# Instructions for the task
Make an exact copy of all the records.

········

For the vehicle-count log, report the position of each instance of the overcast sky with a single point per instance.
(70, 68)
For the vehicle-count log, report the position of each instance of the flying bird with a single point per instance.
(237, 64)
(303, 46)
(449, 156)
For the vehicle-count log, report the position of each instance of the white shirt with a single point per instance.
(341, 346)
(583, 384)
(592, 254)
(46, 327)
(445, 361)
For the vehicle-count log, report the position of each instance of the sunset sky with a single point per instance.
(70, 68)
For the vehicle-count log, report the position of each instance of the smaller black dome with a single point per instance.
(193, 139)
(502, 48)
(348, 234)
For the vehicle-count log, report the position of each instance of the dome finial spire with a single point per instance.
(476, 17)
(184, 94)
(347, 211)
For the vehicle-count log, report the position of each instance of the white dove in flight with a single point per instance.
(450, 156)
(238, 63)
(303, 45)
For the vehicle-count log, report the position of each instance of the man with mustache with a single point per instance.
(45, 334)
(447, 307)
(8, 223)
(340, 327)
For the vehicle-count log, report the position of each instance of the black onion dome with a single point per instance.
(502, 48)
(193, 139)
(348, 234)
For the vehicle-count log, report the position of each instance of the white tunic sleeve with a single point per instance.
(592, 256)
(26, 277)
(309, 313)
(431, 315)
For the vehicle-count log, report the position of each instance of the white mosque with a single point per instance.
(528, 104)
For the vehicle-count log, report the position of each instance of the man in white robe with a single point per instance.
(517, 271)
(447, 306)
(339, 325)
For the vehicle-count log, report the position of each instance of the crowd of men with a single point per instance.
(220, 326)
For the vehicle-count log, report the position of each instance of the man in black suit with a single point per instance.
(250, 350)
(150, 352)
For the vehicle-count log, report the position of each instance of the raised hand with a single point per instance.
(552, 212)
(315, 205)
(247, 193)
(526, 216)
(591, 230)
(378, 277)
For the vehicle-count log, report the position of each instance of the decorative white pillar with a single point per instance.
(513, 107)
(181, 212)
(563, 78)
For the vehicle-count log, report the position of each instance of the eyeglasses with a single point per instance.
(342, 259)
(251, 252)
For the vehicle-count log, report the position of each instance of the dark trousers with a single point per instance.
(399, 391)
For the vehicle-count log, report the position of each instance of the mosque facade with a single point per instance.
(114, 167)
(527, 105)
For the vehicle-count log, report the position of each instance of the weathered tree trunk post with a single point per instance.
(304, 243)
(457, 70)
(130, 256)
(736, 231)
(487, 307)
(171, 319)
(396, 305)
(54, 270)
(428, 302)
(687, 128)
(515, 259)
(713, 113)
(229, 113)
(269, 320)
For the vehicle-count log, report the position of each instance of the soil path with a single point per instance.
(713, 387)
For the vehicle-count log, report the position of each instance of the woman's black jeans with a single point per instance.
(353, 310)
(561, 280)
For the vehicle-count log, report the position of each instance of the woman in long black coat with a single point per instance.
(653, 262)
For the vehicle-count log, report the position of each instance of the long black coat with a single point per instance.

········

# Full output
For the vehicle-count log, report the position of each instance of the overcast sky with a single point per instance.
(70, 68)
For the vehicle-count log, report the position of each instance of the flying bird with a single point per instance.
(237, 64)
(303, 46)
(449, 156)
For the vehicle-count log, report the position of each instance of the white shirt with a single point per instance.
(341, 346)
(583, 384)
(592, 254)
(46, 327)
(445, 361)
For the vehicle-count log, report the position of each instance of the sunset sky with a single point per instance.
(70, 68)
For the vehicle-count log, report the position of each instance of the smaller black dome with a single point per instance.
(193, 139)
(502, 48)
(348, 234)
For the vehicle-count log, report the position of each instance of the dome finial spire with a single point per instance.
(476, 17)
(184, 94)
(347, 211)
For the vehicle-count log, report the position of each instance of the white dove in flight with a single point per instance.
(450, 156)
(238, 63)
(303, 45)
For the vehicle-count log, report the position of each instance of the man with mustache with a single point per instance.
(45, 334)
(447, 307)
(8, 223)
(340, 327)
For the vehicle-count log, report the position of each instance of the black onion dome with a single point per instance.
(502, 48)
(193, 139)
(348, 234)
For the vehicle-count log, report the position of each instance of the white tunic sleeve with a single point per instance.
(592, 256)
(26, 277)
(309, 313)
(431, 315)
For the vehicle-count log, report the position of each instance of the white mosque with a single point per instance.
(528, 104)
For the vehicle-count log, report the position of each instance of the man in white robe with a single point per instance.
(517, 271)
(447, 306)
(339, 325)
For the vehicle-count log, report the position of each instance of the crowd of men with a single point per instance.
(220, 326)
For the vehicle-count log, report the position of each instance of the man in black suit with a single point per instance.
(250, 350)
(150, 352)
For the vehicle-count log, report the position of each instance of the raised hand with a single point per instance.
(552, 212)
(315, 205)
(247, 193)
(526, 216)
(591, 230)
(378, 277)
For the vehicle-count log, report the position of each instance of the decorative white pillar with a single point per instance.
(513, 107)
(181, 212)
(563, 78)
For the vehicle-count log, report the position of each instance of the eyeglasses with a single point per instance.
(342, 259)
(251, 252)
For the vehicle-count log, report the position of each instance of the dark trousers with a single point per instance.
(399, 391)
For the vehicle-count log, report the position of each instance of the mosque facade with a single point per instance.
(114, 167)
(527, 105)
For the vehicle-count log, report the position of each instance of the weathered tree trunk post with a single point per instance.
(304, 243)
(457, 70)
(130, 256)
(736, 231)
(487, 307)
(171, 319)
(396, 305)
(54, 270)
(428, 302)
(687, 128)
(515, 259)
(713, 113)
(229, 113)
(269, 320)
For the vehicle-count log, report the position of each instance of the soil path with a single point per instance.
(713, 387)
For the vehicle-count log, report the position of each instance of the woman's black jeans with a single point per instance.
(353, 310)
(561, 280)
For the vehicle-count log, report the position of each instance of the woman in long black coat with a single point per instance.
(653, 262)
For the vehicle-count log, report the position of each instance of the long black coat with a single point per instance.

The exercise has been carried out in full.